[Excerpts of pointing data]

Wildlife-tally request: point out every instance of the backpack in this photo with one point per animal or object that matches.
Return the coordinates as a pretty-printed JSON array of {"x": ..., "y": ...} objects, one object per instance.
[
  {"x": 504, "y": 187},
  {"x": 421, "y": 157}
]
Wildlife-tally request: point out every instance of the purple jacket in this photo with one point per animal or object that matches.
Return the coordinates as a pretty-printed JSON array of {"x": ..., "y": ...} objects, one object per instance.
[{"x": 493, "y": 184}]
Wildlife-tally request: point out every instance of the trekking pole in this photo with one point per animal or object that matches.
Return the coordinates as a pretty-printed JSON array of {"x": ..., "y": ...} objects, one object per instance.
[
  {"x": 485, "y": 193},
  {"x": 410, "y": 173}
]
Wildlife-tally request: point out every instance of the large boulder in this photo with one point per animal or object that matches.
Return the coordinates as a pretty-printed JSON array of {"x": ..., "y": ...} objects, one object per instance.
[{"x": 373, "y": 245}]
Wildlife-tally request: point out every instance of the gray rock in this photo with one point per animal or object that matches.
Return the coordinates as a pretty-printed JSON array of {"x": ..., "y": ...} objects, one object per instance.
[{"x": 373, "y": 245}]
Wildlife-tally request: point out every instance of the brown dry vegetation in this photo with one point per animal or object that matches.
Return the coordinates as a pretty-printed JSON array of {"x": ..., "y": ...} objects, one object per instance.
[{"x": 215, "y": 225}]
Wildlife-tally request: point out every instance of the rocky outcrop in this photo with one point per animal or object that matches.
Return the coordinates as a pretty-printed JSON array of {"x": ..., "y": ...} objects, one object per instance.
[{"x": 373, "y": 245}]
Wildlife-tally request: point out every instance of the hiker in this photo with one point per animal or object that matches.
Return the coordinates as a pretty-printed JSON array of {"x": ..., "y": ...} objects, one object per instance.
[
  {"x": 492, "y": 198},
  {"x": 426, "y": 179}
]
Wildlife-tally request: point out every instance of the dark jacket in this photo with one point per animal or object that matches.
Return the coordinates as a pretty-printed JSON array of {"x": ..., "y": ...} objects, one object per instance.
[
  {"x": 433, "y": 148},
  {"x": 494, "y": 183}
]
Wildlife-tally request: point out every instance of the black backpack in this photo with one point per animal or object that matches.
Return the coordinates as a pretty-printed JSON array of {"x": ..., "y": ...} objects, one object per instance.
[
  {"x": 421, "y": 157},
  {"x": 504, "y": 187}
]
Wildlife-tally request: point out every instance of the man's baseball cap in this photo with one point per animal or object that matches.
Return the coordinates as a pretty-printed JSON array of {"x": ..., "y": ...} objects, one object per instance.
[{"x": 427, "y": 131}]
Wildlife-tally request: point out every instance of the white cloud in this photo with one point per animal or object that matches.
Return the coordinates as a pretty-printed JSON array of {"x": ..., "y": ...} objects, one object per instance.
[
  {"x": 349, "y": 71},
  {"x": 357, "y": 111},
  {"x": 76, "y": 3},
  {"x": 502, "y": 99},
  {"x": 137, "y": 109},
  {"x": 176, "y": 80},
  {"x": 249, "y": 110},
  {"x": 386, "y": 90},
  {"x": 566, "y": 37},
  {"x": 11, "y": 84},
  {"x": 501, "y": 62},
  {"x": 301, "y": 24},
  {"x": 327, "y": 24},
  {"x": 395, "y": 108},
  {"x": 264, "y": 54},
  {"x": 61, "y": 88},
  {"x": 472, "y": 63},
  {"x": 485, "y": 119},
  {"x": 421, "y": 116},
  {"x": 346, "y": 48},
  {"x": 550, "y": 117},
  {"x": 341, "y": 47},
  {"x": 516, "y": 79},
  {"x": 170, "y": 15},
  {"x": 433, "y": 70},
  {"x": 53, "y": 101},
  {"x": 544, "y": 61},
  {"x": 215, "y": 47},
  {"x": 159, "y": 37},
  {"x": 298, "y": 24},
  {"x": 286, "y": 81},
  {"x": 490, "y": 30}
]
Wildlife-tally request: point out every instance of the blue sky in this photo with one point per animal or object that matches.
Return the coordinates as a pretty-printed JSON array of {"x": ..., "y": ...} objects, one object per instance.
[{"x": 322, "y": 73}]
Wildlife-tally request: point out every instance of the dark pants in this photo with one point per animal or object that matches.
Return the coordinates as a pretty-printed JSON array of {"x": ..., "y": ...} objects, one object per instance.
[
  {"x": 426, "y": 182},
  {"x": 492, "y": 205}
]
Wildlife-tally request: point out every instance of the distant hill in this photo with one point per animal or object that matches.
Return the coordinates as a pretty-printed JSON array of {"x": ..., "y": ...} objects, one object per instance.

▶ STATED TASK
Copy out, word for word, the lines of the data above from the line with "Wildlife-tally request: point out every instance of the distant" through the last line of the data, both ends included.

▶ TASK RESULT
Wildlife-tally request: point out every instance of the distant hill in this photo with one point per animal or object that matches.
Return the coordinates as a pretty-printed JSON array of {"x": ..., "y": ...} objects, one object per instance.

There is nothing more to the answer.